> Directions: Tally up the lines below with "stripe" in them. Answer with the number only.

> Exercise input:
■ ■ ■

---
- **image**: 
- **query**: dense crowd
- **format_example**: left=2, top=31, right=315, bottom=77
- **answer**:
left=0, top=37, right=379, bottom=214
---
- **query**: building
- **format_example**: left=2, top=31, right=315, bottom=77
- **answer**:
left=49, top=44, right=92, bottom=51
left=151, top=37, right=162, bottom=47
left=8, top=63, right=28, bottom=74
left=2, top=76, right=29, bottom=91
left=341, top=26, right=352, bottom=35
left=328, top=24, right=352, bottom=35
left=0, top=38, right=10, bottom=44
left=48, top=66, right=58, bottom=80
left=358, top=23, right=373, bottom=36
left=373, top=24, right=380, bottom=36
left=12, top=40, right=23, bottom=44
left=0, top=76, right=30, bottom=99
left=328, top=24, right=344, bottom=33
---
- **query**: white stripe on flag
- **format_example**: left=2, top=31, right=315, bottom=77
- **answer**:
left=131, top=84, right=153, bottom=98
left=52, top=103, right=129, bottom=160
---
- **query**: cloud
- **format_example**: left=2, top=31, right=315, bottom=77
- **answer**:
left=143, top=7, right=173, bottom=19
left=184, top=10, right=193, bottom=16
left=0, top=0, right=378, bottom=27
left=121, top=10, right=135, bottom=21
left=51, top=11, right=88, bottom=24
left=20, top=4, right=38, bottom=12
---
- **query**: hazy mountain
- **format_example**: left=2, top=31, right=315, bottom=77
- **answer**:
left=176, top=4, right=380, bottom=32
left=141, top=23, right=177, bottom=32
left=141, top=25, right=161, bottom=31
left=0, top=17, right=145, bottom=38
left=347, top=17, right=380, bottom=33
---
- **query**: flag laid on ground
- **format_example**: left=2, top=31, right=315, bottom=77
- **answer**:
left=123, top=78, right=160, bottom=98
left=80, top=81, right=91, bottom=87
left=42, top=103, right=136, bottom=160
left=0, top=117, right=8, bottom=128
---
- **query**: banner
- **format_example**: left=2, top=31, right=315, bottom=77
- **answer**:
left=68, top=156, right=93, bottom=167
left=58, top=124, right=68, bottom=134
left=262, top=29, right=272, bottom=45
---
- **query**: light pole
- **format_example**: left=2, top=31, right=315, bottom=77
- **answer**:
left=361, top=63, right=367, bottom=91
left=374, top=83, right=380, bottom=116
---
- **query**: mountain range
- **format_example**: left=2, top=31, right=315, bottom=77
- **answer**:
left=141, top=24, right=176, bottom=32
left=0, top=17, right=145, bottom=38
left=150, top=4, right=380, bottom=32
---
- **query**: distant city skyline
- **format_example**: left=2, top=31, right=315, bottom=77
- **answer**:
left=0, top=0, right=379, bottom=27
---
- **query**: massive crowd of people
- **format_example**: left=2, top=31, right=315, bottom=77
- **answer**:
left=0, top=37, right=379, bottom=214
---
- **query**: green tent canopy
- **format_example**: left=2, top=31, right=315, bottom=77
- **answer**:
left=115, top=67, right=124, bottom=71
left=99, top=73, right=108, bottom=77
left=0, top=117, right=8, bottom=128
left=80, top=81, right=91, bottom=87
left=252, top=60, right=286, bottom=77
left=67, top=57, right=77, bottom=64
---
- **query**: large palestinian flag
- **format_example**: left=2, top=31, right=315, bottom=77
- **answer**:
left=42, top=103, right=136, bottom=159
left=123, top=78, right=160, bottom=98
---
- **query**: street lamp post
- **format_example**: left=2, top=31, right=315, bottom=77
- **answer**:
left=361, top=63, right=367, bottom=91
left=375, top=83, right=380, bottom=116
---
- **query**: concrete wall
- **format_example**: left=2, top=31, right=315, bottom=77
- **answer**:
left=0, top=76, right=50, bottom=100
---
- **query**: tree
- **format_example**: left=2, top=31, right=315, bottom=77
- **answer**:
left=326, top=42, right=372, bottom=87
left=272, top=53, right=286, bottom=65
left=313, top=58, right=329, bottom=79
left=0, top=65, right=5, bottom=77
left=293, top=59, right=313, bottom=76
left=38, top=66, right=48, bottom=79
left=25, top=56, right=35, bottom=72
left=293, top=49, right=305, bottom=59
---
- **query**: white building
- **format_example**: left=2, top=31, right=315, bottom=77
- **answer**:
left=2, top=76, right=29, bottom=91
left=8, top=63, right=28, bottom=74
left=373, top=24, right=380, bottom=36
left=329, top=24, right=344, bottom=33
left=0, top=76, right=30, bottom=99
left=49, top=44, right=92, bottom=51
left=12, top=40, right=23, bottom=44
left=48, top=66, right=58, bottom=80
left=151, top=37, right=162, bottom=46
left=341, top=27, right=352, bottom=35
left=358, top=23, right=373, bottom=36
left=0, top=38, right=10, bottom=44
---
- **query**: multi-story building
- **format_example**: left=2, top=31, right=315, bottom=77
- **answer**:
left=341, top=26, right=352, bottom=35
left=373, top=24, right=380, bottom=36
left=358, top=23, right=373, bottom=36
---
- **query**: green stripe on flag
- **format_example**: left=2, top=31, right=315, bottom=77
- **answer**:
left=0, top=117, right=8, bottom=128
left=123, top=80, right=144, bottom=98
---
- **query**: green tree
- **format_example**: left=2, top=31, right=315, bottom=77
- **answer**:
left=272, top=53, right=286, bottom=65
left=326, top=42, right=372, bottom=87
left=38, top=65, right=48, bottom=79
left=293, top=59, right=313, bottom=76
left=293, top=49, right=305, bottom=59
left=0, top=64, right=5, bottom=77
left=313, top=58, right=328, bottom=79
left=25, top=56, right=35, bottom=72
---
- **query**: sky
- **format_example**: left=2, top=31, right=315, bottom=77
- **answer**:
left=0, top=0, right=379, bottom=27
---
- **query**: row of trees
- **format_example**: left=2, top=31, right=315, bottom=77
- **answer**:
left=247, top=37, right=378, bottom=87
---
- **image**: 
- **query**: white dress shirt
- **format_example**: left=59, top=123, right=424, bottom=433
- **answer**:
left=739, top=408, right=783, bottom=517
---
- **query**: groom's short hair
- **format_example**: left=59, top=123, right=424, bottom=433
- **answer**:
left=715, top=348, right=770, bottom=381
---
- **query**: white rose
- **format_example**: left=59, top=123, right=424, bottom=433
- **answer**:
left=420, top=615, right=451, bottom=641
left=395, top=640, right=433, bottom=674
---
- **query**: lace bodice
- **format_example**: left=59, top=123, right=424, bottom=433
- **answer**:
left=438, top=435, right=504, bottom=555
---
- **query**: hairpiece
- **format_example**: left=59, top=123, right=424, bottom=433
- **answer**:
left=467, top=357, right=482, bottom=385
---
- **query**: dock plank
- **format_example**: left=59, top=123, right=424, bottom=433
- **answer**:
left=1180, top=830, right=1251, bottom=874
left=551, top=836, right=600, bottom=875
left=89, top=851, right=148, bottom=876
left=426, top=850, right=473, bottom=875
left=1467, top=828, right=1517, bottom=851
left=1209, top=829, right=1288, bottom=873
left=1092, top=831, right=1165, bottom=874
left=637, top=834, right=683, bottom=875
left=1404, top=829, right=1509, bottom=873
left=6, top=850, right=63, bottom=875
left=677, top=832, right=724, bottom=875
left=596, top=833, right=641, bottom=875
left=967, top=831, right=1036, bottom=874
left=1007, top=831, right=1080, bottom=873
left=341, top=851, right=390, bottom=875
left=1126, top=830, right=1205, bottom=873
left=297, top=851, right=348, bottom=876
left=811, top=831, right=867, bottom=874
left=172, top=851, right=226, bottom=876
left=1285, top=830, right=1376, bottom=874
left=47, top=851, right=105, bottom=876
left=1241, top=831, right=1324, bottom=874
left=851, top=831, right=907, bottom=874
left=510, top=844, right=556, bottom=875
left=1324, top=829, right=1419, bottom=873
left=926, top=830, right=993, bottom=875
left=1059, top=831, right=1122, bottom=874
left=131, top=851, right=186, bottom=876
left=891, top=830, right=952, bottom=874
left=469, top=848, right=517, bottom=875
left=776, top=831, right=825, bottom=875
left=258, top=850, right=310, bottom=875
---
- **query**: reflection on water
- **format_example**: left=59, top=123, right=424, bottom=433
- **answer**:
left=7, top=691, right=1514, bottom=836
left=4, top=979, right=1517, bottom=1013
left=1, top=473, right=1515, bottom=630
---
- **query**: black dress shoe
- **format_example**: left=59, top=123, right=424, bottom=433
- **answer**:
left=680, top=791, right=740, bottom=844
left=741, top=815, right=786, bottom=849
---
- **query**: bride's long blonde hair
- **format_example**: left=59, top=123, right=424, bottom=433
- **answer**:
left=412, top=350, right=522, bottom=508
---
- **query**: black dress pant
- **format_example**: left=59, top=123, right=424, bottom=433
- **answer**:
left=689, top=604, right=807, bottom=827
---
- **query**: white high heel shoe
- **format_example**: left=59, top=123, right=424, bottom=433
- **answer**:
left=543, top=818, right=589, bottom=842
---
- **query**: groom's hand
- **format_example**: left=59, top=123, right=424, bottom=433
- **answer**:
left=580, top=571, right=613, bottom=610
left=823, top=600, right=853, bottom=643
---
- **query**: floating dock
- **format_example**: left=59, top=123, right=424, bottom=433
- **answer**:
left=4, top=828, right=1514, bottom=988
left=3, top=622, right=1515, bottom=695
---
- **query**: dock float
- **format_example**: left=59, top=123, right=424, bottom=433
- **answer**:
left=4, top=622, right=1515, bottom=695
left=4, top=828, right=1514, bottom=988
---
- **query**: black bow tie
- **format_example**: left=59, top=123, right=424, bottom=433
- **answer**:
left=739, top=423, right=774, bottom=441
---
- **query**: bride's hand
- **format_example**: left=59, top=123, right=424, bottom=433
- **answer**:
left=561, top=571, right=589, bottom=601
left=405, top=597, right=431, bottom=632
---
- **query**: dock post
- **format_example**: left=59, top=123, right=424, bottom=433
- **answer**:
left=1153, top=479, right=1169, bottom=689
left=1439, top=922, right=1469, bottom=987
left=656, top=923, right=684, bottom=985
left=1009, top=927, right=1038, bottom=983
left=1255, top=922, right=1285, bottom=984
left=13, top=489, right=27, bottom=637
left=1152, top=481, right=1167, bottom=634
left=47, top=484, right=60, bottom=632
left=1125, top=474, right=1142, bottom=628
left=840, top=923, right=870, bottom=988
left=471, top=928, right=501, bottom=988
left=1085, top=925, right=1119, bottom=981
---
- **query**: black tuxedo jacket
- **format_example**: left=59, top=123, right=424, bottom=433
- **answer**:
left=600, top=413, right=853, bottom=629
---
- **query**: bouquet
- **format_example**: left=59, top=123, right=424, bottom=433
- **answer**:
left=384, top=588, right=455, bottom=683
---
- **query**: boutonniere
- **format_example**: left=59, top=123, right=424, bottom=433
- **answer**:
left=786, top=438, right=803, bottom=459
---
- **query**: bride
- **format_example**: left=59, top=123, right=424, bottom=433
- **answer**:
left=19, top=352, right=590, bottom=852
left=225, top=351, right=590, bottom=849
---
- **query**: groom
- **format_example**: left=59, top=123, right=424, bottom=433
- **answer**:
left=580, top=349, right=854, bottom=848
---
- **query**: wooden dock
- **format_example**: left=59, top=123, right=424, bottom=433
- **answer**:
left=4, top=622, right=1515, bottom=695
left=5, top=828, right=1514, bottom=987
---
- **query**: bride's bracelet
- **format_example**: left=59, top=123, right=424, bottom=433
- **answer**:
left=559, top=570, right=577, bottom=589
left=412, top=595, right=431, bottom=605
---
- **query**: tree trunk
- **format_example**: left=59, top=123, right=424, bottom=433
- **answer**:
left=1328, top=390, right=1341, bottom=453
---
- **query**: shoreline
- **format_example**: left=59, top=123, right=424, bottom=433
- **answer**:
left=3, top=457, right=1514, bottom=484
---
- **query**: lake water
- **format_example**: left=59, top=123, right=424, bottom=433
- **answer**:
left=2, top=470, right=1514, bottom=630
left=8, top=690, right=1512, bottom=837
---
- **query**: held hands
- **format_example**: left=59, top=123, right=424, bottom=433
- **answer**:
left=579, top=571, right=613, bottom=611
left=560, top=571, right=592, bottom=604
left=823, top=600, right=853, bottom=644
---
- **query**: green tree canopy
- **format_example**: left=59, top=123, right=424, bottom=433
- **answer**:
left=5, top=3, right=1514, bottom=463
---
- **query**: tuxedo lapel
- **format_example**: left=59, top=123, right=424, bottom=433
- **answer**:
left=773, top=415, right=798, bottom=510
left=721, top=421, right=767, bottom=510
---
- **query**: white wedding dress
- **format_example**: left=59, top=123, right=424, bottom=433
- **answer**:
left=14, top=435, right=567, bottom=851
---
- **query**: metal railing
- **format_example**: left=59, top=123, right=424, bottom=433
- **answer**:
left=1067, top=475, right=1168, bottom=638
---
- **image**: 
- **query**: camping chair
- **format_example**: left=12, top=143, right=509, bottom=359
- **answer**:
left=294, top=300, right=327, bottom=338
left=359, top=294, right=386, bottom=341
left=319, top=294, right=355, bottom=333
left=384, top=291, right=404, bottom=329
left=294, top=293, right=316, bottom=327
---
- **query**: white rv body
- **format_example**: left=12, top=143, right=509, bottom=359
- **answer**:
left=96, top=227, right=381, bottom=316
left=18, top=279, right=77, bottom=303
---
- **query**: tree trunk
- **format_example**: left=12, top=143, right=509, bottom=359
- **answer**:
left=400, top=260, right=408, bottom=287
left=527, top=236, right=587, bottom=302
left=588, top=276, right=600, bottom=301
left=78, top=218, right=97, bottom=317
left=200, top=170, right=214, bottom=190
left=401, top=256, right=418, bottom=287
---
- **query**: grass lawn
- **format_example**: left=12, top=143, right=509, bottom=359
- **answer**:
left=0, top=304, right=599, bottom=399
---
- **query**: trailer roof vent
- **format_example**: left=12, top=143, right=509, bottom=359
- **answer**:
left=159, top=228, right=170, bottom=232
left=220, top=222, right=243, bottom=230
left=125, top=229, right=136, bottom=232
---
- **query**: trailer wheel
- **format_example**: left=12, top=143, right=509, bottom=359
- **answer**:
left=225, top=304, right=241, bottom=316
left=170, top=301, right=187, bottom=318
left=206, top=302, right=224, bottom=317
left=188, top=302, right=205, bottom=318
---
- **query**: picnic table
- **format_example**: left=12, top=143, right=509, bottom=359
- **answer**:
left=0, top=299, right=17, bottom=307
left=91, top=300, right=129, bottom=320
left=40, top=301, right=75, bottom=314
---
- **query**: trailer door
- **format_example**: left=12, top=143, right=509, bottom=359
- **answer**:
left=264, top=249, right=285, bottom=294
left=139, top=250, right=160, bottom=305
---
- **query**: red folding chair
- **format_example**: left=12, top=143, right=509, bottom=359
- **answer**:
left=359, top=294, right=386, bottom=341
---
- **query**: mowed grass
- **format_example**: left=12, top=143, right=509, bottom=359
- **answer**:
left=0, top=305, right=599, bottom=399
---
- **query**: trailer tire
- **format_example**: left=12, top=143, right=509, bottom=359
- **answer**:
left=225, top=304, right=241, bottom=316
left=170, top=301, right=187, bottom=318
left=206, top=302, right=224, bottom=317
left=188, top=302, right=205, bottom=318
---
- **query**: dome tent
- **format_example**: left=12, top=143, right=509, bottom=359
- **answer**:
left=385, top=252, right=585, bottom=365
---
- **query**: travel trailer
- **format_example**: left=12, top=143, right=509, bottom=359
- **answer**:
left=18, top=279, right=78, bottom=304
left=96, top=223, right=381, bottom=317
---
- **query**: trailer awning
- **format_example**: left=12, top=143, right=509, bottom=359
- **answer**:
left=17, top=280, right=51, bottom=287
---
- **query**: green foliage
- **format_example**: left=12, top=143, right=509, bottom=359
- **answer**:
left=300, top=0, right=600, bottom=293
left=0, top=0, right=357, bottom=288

■ ■ ■

> Expected output: 2